** BEGIN **

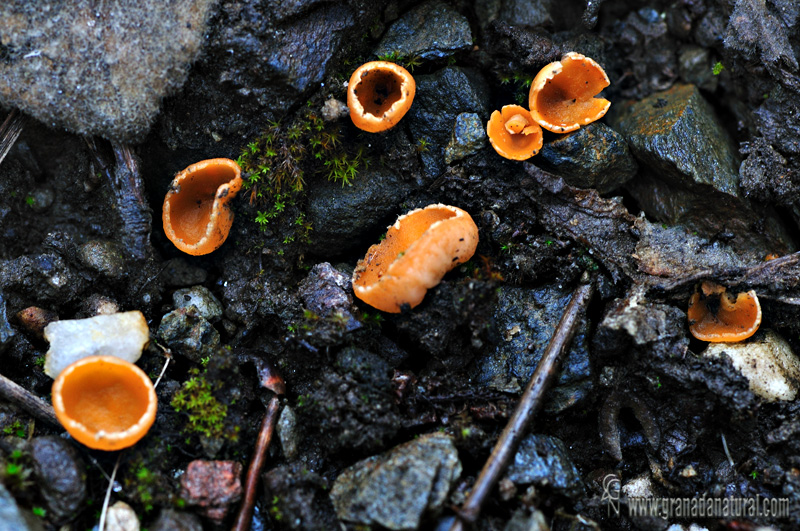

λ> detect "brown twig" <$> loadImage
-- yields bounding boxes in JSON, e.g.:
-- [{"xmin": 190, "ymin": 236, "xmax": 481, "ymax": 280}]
[
  {"xmin": 0, "ymin": 374, "xmax": 61, "ymax": 427},
  {"xmin": 233, "ymin": 358, "xmax": 286, "ymax": 531},
  {"xmin": 0, "ymin": 109, "xmax": 22, "ymax": 169},
  {"xmin": 450, "ymin": 274, "xmax": 594, "ymax": 531},
  {"xmin": 233, "ymin": 395, "xmax": 280, "ymax": 531}
]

** END **

WHAT IS NEEDED: Lay out every line of the material above as a Markdown table with the columns Row and Line, numbering the rows and omitting blank lines. Leave the pictures out of the table.

THE RESPONSE:
| Row | Line |
|---|---|
| 1 | λ> detect "brown twig" <$> loadImage |
| 2 | -- yields bounding boxes in JSON, e.g.: |
| 3 | -- [{"xmin": 190, "ymin": 236, "xmax": 481, "ymax": 280}] |
| 4 | [ |
| 5 |   {"xmin": 0, "ymin": 374, "xmax": 61, "ymax": 427}, |
| 6 |   {"xmin": 233, "ymin": 358, "xmax": 286, "ymax": 531}, |
| 7 |   {"xmin": 0, "ymin": 109, "xmax": 22, "ymax": 169}, |
| 8 |   {"xmin": 450, "ymin": 274, "xmax": 594, "ymax": 531}, |
| 9 |   {"xmin": 233, "ymin": 395, "xmax": 280, "ymax": 531} |
| 10 | ] |